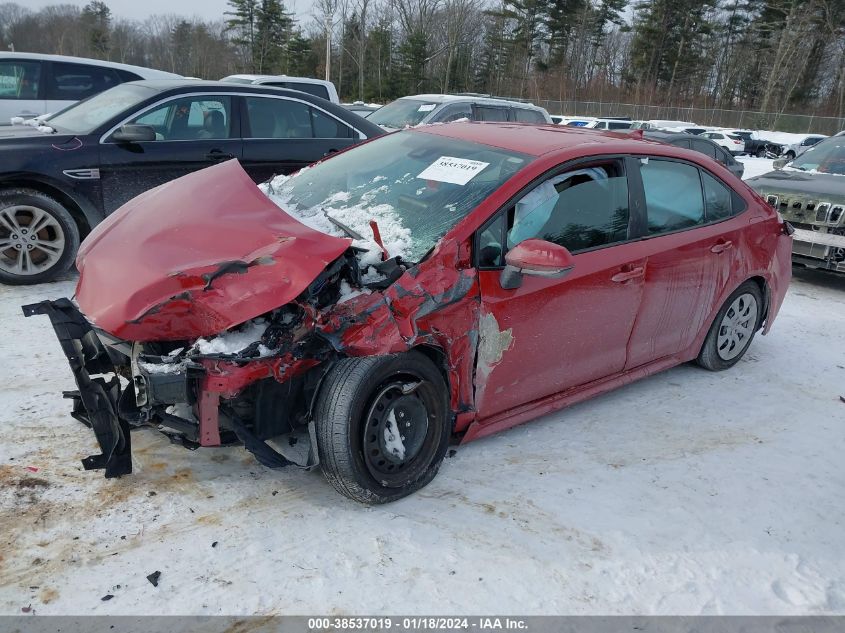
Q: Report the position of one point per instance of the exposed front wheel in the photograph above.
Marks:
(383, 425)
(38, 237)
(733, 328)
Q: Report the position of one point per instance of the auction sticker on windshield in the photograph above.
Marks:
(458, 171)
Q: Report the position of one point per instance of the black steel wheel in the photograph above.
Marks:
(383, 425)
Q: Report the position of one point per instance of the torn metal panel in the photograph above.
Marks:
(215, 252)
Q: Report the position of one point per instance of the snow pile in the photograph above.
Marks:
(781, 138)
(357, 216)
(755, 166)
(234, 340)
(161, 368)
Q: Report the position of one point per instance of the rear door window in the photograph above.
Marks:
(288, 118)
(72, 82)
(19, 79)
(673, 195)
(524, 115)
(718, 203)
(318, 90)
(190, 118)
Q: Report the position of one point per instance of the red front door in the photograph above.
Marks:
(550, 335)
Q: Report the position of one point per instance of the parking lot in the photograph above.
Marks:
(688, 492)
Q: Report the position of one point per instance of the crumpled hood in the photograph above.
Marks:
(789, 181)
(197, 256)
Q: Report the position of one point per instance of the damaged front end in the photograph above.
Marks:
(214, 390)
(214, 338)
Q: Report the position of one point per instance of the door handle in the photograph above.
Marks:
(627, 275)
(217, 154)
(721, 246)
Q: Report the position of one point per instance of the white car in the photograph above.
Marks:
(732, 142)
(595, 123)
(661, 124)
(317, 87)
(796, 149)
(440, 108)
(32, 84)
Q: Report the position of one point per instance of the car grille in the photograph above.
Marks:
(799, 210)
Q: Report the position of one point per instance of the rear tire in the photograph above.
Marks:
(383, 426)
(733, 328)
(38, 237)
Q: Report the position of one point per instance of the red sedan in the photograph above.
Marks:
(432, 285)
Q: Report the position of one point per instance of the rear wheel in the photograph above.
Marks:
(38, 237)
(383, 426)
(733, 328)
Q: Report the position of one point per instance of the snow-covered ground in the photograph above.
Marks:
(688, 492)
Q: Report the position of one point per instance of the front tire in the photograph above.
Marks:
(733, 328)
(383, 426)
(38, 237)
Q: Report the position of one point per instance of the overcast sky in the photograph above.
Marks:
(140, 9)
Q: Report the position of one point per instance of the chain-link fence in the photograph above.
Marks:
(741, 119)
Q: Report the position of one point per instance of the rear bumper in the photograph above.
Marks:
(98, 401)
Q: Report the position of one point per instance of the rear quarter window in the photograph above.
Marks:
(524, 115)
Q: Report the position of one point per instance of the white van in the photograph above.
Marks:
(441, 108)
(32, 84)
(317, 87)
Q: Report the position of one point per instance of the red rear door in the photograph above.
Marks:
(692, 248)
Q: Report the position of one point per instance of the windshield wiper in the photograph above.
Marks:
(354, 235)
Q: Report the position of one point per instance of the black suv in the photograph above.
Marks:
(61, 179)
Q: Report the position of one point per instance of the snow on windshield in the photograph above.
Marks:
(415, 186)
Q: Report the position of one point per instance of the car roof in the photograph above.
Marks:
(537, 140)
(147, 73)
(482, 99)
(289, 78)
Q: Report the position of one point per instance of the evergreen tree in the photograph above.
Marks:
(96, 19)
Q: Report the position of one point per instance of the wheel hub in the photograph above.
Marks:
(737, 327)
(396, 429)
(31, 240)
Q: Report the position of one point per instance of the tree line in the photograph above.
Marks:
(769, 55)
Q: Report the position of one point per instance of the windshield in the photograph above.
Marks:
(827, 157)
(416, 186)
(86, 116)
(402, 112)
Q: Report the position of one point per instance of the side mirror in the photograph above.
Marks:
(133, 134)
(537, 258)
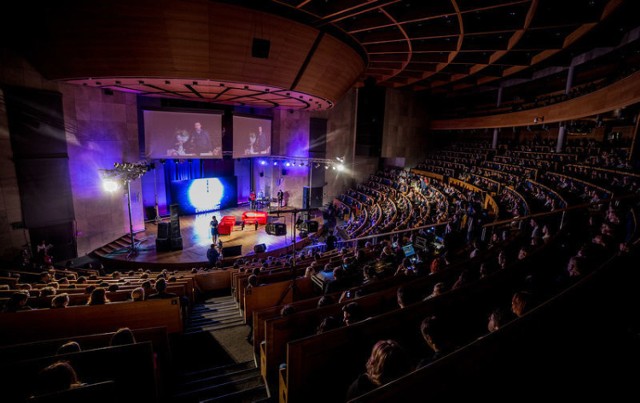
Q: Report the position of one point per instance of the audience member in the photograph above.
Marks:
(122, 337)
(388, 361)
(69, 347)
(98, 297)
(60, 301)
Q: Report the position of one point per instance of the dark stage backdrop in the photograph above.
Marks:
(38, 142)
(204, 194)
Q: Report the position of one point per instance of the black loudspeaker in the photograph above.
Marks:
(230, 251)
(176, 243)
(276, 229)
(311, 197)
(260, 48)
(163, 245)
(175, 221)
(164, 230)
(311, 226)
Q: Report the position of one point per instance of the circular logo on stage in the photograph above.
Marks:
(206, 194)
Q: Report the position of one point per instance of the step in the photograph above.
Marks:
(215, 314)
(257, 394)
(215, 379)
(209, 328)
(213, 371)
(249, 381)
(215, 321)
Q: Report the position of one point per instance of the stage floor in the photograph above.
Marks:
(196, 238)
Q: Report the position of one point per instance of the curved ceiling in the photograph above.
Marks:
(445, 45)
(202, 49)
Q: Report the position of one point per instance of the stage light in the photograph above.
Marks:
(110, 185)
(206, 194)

_Exercise_:
Strip out the images, then output the records above word for word.

_Solution for this task_:
Q: Report the position of one point per instance of the exposed front wheel in the photograph above.
Marks:
(383, 425)
(38, 237)
(733, 328)
Q: Report the position of one point per instance of the auction sticker on windshield in the photograph above.
Marks:
(458, 171)
Q: Report the position of one point per instance of the black steel wheel in the photograph above.
Marks:
(383, 425)
Q: Report the position of one point per instance of the torn metal panel in the photograph above.
Marks:
(215, 252)
Q: Report the position of one point per instance of the snow pile in the photograph above.
Marks:
(781, 138)
(357, 216)
(755, 166)
(234, 340)
(161, 368)
Q: Report the position of one point per instance of the rear door window in the photograph above.
Marks:
(288, 118)
(72, 82)
(19, 79)
(673, 195)
(524, 115)
(718, 203)
(318, 90)
(190, 118)
Q: Report the position of one point per instance of the red front door in the photograph above.
Marks:
(550, 335)
Q: Report the position of one point per instance of the parking lot in the photograph above.
Marks:
(688, 492)
Q: Report the position of one point per instance of the crumpled hood in the photograph above.
Marks:
(789, 181)
(197, 256)
Q: Report the position of one point per instance of the damaged front end in the photograph above.
Marks:
(214, 390)
(214, 338)
Q: Report the position of one point per instance of the door handle in the photograph above.
Marks:
(627, 275)
(217, 154)
(721, 246)
Q: Report the position of one point per instance of the white car in the photograph above.
Marks:
(732, 142)
(595, 123)
(661, 124)
(317, 87)
(796, 149)
(440, 108)
(32, 84)
Q: Report the position of one point per instance of the car grille in the photograph above.
Marks:
(799, 210)
Q: Report the position of one point per instance of the rear tire in the photograph above.
Marks:
(383, 426)
(733, 328)
(38, 237)
Q: Report the position of one point per instance of the red sedan in the photograph above.
Marks:
(432, 285)
Q: Report the position of one point per instance of the rear wheel in the photograph above.
Marks:
(38, 237)
(383, 426)
(733, 328)
Q: Report the position of one point per instance of the snow-covered ground in the photograph above.
Marks:
(688, 492)
Q: Report the position of one point per instance of the front tire in the photograph above.
Marks:
(733, 328)
(383, 426)
(38, 237)
Q: Report the position of one point per instance of the overcast sky in the photograph above.
Marks:
(140, 9)
Q: Report the position of one point per instance of the chain-link fence in the photograph above.
Marks:
(741, 119)
Q: Report the position of one point per instance of the rear bumper in the photograph above.
Marks:
(98, 401)
Q: Report the position of one point per instance of the rear quarter window in the photograph above.
Marks:
(524, 115)
Q: Report the position of one point per instance of the white van in the photograph above.
Marks:
(441, 108)
(32, 84)
(317, 87)
Q: Report the position of one point per instance of the red rear door in the photograph above.
Marks:
(692, 248)
Q: Report the position of one point per instance of the windshield wiper in the photograph above.
Marks:
(354, 235)
Q: Report the position of one point per instance of the black suv in the photograph above.
Marks:
(61, 179)
Q: Report the position of one point per instance of the snow on windshield in the photograph above.
Marks:
(415, 186)
Q: Report the position of one point per instance of the car roof in the photograph above.
Marks:
(537, 140)
(147, 73)
(482, 99)
(289, 78)
Q: Report the position of one point per instance of the evergreen tree in the photograph above.
Marks:
(96, 19)
Q: Report the position of one point per instance of the wheel hub in the photograph above.
Marks:
(737, 327)
(396, 429)
(31, 240)
Q: Report the position of one point per instance of the tree line in the photograph above.
Marks:
(769, 55)
Q: Report the position of one point per instance of the windshield in the photograph above.
Marks:
(827, 157)
(416, 186)
(86, 116)
(402, 112)
Q: Report the position of one point per instance of the side mirror in the photograph above.
Marks:
(133, 134)
(537, 258)
Q: Report the position of one point per instance of the audience member in the photograph above.
Marks:
(122, 337)
(388, 361)
(69, 347)
(98, 297)
(60, 301)
Q: Report the position of one point per instance of the dark stage backdrop in the photograph above.
Marks:
(38, 142)
(204, 194)
Q: Report the position of one point per instance of the black loudspeaker in the photograph above.
Marks:
(230, 251)
(176, 243)
(276, 229)
(311, 197)
(260, 48)
(163, 245)
(175, 221)
(164, 230)
(311, 226)
Q: Report the position of one point per instance of the circular logo on stage in the photograph above.
Marks:
(206, 194)
Q: Report the position of one point per instance of the step in the photograph above.
Marks:
(215, 314)
(257, 394)
(215, 379)
(209, 328)
(213, 371)
(249, 381)
(215, 321)
Q: Report the position of one point per instance of the stage floor in the photograph above.
Marks:
(196, 238)
Q: Report the position of one point per instance of the curved ceiling in the photograph above.
Marks:
(445, 45)
(202, 49)
Q: Report the position of one point per instance of the stage light in the photograph above.
Marks:
(110, 185)
(206, 194)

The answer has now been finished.